··· Extracted text ···
Yara can parse a variety of binary file formats, such as PE, MachO, ELF, and Dex. In order for Yara to parse Dex files, it must decode a variety of fields from the binary file itself. In order to accomplish this, load_encoded_field is called on a given field type. During the initial parsing of a Dex file, the raw fields are stored in the Dex object under a variety of string keys. A few of these keys are shown below.

begin_struct_array("type_ids");
   declare_integer("descriptor_idx");
end_struct_array("type_ids");

begin_struct_array("proto_ids");
   declare_integer("shorty_idx");
   declare_integer("return_type_idx");
   declare_integer("parameters_offset");
end_struct_array("proto_ids");

begin_struct_array("field_ids");
   declare_integer("class_idx");
   declare_integer("type_idx");
   declare_integer("name_idx");
end_struct_array("field_ids");

In order to retrieve one of these values, an index into wanted struct array is given along with a string key such as field_ids[%i].name_idx.

libyara/modules/dex.c:350
int32_t load_encoded_field(
    DEX* dex,
    size_t start_offset,
    uint32_t *previous_field_idx,
    int index_encoded_field,
    int static_field,
    int instance_field)
{
...
···
* Problem set *
a – Answer each question from the Yara Dex excerpt:
(i) Which binary file formats does it name as ones Yara can parse?
(ii) What function is called on a given field type to decode Dex fields?
(iii) Besides a string key, what must be given to retrieve one of the stored values?
b – List every parameter name in the load_encoded_field signature shown in the Yara Dex excerpt.
The material after this point isn't needed.
··· Supplied data ···
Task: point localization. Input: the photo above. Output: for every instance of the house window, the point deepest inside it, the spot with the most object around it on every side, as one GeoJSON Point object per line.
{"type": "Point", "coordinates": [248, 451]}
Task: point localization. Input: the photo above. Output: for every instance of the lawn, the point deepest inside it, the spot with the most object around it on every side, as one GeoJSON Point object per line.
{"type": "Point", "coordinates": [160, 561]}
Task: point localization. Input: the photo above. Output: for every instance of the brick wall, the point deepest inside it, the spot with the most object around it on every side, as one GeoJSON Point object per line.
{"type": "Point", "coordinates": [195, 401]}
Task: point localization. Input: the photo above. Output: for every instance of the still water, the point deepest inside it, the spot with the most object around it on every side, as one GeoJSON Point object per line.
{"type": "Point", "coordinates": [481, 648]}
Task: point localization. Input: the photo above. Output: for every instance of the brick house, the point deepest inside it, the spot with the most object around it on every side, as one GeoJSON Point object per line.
···
* Answers for the tasks *
a –
(i) PE, MachO, ELF, and Dex
(ii) load_encoded_field
(iii) An index into the wanted struct array

b – dex, start_offset, previous_field_idx, index_encoded_field, static_field, instance_field